# [WHAT IS ASKED]
Reproduce the records starting at the line containing "wristband, your assistance would be valued." and ending at the line containing "M 269 159 L", with the requests included, after adding 72 to every coordinate in the path data of the answers.

══ RECORDS FOR THE EXERCISE ══

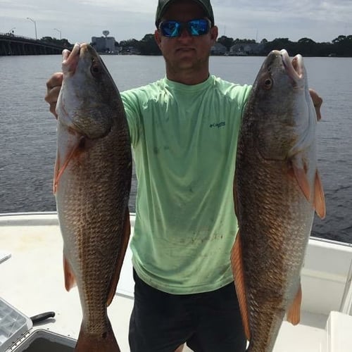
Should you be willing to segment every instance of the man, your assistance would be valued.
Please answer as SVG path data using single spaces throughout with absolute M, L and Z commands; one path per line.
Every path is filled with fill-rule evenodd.
M 121 94 L 138 180 L 131 351 L 184 343 L 244 351 L 230 258 L 237 134 L 251 87 L 209 75 L 218 37 L 209 0 L 159 0 L 156 25 L 166 77 Z M 57 73 L 47 83 L 53 113 L 61 82 Z

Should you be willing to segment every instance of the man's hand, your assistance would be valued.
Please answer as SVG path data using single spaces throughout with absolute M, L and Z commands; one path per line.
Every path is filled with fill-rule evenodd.
M 317 120 L 319 121 L 322 118 L 322 115 L 320 114 L 320 106 L 322 103 L 322 99 L 313 89 L 309 89 L 309 93 L 310 94 L 310 97 L 312 98 L 313 103 L 314 104 L 314 108 L 315 108 L 315 113 L 317 113 Z
M 46 82 L 46 95 L 45 101 L 50 105 L 50 112 L 52 113 L 56 118 L 58 115 L 55 109 L 58 101 L 58 94 L 63 84 L 63 73 L 58 72 L 54 73 Z

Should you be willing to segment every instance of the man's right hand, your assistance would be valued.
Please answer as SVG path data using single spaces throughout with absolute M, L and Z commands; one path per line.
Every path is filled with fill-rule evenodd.
M 58 72 L 54 73 L 46 82 L 46 95 L 45 101 L 50 105 L 50 112 L 52 113 L 56 118 L 58 115 L 55 109 L 58 101 L 58 94 L 63 84 L 63 73 Z

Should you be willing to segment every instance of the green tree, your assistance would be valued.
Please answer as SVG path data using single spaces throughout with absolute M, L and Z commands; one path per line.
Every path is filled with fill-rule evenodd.
M 220 38 L 218 38 L 217 42 L 226 46 L 226 49 L 229 51 L 230 48 L 234 44 L 234 39 L 222 35 Z

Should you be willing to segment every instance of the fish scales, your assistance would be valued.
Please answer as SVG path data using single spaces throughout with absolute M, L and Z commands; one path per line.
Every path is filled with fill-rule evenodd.
M 284 315 L 299 296 L 313 220 L 316 115 L 303 63 L 299 57 L 296 61 L 298 72 L 293 73 L 285 51 L 269 54 L 239 136 L 234 196 L 239 230 L 232 262 L 251 352 L 272 351 Z M 295 174 L 301 163 L 309 195 Z M 239 255 L 241 270 L 235 263 Z
M 107 315 L 128 242 L 130 134 L 118 89 L 95 51 L 64 52 L 54 176 L 65 284 L 82 310 L 77 351 L 119 351 Z

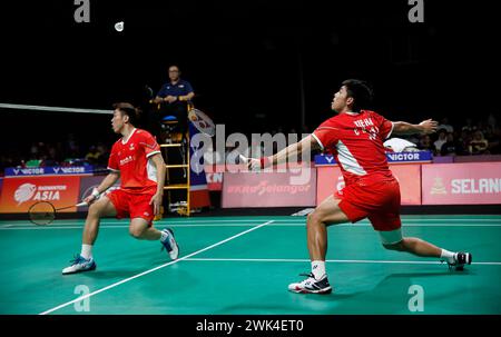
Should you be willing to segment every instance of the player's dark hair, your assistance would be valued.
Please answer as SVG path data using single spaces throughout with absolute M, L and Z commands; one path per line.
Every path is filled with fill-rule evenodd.
M 114 109 L 119 110 L 122 116 L 127 115 L 129 117 L 129 122 L 132 126 L 139 119 L 140 110 L 138 108 L 135 108 L 131 103 L 128 102 L 114 103 Z
M 373 99 L 373 90 L 371 86 L 362 80 L 348 79 L 343 81 L 346 87 L 347 96 L 353 98 L 352 111 L 358 112 L 362 109 L 367 109 Z

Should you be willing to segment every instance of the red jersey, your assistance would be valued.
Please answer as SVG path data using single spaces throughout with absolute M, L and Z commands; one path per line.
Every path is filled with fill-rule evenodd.
M 120 138 L 114 143 L 108 160 L 108 169 L 120 172 L 120 188 L 132 194 L 155 191 L 157 168 L 150 160 L 160 153 L 155 138 L 145 130 L 134 129 L 128 139 Z
M 322 150 L 332 152 L 346 185 L 364 179 L 393 179 L 383 141 L 393 123 L 374 111 L 341 113 L 324 121 L 312 136 Z

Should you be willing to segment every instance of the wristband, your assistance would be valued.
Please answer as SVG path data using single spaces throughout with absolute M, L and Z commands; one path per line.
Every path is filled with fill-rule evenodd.
M 92 194 L 91 194 L 92 196 L 94 196 L 94 198 L 99 198 L 99 196 L 101 195 L 99 191 L 98 191 L 98 189 L 97 188 L 94 188 L 92 189 Z
M 269 159 L 268 157 L 262 157 L 261 158 L 261 168 L 264 169 L 266 166 L 268 166 Z

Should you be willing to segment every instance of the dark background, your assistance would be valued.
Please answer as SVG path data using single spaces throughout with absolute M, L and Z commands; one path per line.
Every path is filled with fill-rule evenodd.
M 75 22 L 72 0 L 2 3 L 0 102 L 143 105 L 144 86 L 156 92 L 176 63 L 196 106 L 227 132 L 301 130 L 302 83 L 312 131 L 346 78 L 372 82 L 374 109 L 389 119 L 448 116 L 461 125 L 499 115 L 492 3 L 424 0 L 424 23 L 409 22 L 407 0 L 90 0 L 90 23 Z M 3 148 L 70 132 L 116 138 L 106 116 L 0 111 Z

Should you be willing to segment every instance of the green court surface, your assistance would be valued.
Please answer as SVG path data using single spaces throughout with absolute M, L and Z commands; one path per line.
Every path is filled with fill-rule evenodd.
M 370 224 L 328 228 L 331 295 L 287 285 L 310 271 L 305 217 L 164 219 L 180 256 L 105 219 L 95 271 L 62 276 L 84 220 L 0 221 L 0 314 L 336 315 L 501 314 L 501 216 L 404 216 L 405 236 L 473 254 L 464 271 L 385 250 Z M 415 290 L 418 289 L 418 290 Z M 84 296 L 84 298 L 81 297 Z M 416 297 L 419 296 L 419 297 Z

═══

# [THE REPLY]
Should you be willing to segment every instance of the wristband, your assistance would be valued.
Please answer as SVG path data using single spaces throughout with absolute M, L and Z commands; one path per line.
Every path is filled with fill-rule evenodd.
M 164 266 L 163 266 L 164 268 L 166 268 L 166 270 L 171 270 L 171 268 L 173 267 L 171 263 L 170 263 L 170 261 L 169 260 L 166 260 L 164 261 Z
M 341 231 L 340 229 L 334 229 L 333 230 L 333 240 L 336 241 L 338 238 L 340 238 Z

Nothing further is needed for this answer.